→ What this exercise asks
(A) Check each statement against the Hansard excerpt on the Voice below and mark it yes or no, quoting the words that decide it: (i) Michael Long's relatives walked across the bridge to Parliament House that morning; (ii) Michael Long's earlier trek took place in 2007; (iii) the question came from the member for Corangamite.
(B) According to the Hansard excerpt on the Voice below, at what time did Anthony Albanese's answer begin?
(C) Extend the Hansard excerpt on the Voice below, picking up after its final sentence.

→ Document excerpt
## start

House debates
Thursday, 14 September 2023
Questions without Notice
Aboriginal And Torres Strait Islander Voice
2:40 pm
Anthony Albanese (Grayndler, Australian Labor Party, Prime Minister) Share this | Hansard source
I thank the member for Corangamite for her question and for her passionate advocacy for the rights of Indigenous people in her electorate and beyond. Michael Long is, I believe, a great Australian. He is someone who is passionate about uplifting opportunity for young Aboriginal and Torres Strait Islander people, and, indeed, his relatives, including a very young boy, walked with us this morning across the bridge to Parliament House. It was a historic moment and it followed on from his historic trek back in 2004. He is very passionate about making a difference, and he understands very firmly that giving Indigenous Australians a voice will make a difference because, when you listen to people who are directly affected, you have a much greater opportunity to actually make decisions with Indigenous peoples, rather than for them or, in worst-case scenario, to them, which is what has occurred.

## end

→ Record list
## start

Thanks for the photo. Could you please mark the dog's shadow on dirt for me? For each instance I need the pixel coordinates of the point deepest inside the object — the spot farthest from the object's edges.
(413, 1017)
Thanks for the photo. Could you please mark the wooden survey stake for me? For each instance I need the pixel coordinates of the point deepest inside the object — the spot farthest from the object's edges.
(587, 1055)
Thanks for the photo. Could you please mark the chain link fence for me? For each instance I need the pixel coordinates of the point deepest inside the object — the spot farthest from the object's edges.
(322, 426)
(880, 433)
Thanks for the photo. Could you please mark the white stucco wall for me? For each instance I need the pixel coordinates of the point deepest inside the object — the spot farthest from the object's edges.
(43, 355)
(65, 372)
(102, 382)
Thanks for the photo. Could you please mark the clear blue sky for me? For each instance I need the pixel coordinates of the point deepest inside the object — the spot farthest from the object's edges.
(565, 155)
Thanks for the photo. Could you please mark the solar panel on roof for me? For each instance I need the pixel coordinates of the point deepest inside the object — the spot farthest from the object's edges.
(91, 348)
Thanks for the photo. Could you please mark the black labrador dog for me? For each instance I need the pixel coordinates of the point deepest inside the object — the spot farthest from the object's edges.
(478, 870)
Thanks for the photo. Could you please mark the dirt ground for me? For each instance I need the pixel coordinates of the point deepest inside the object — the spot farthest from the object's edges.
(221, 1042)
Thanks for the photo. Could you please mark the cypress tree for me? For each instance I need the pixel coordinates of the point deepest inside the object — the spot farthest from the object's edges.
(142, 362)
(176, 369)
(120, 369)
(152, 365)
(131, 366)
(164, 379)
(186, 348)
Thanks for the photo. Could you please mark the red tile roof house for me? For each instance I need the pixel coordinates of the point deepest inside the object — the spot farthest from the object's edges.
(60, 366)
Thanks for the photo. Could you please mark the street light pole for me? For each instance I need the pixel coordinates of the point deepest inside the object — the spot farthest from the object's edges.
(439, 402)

## end
## start

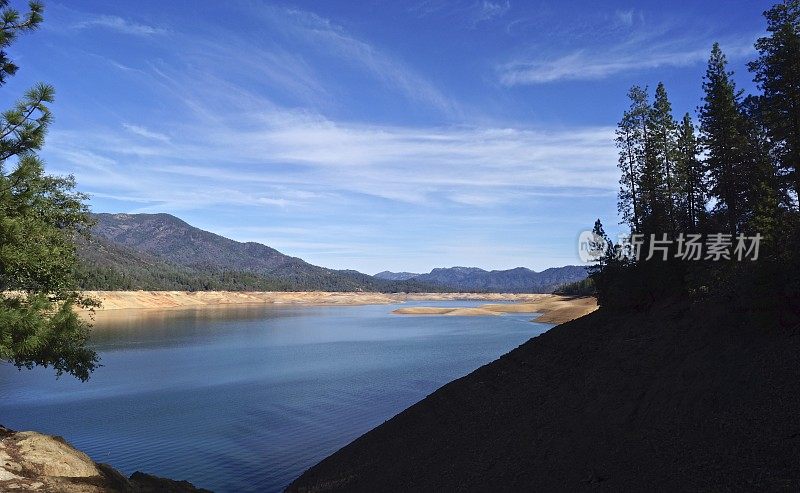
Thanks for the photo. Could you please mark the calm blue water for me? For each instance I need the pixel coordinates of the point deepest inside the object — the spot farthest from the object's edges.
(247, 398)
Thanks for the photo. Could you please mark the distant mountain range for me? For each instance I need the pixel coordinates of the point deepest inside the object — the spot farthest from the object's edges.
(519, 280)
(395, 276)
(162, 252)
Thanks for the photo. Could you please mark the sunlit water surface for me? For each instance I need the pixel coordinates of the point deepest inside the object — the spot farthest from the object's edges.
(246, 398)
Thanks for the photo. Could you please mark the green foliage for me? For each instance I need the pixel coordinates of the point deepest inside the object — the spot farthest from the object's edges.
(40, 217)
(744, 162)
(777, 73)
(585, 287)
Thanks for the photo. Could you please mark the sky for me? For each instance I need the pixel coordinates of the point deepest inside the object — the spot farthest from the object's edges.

## end

→ Responses
(A)
(i) Yes: "his relatives, including a very young boy, walked with us this morning across the bridge to Parliament House"
(ii) No: "it followed on from his historic trek back in 2004"
(iii) Yes: "I thank the member for Corangamite for her question"

(B) 2:40 pm

(C)
For 122 years there has been a voice. It has been a voice from Canberra to Indigenous communities. This is about getting a voice to Canberra from Indigenous communities, a voice that will have no power over this parliament or over government, but it will have the power of its ideas being put forward in a respectful way. I thank Michael along with Pat Farmer, who I had the honour of trying to keep up with on his run for the Voice in Sydney just a few weeks ago. Pat Farmer is a former distinguished member of this place, the former Liberal member for Macarthur.
This morning I was reminded of another event where Indigenous Australians walked to this parliament, and that was Jimmy Clements back in 1927, when this parliament was opened by the Duke of York on 9 May. Jimmy Clements walked from Tumut. He was a Wiradjuri man, and our minister is a Wiradjuri woman. He walked along with John Noble. They were the only two Indigenous people here. The police tried to move Clements on because he was barefoot because he had walked for days and days to get here. But the people outside rose up and said, 'No, he has got a right to be here.' People came together in what must have been one of the first acts of reconciliation and generosity.
On 14 October, just as Indigenous Australians have walked those distances, we are being asked to walk just a few steps with a hand outreached, as I did with Michael this morning, to just join in. That's what Australians do. That is what Australians do, they move forward together. (Time expired)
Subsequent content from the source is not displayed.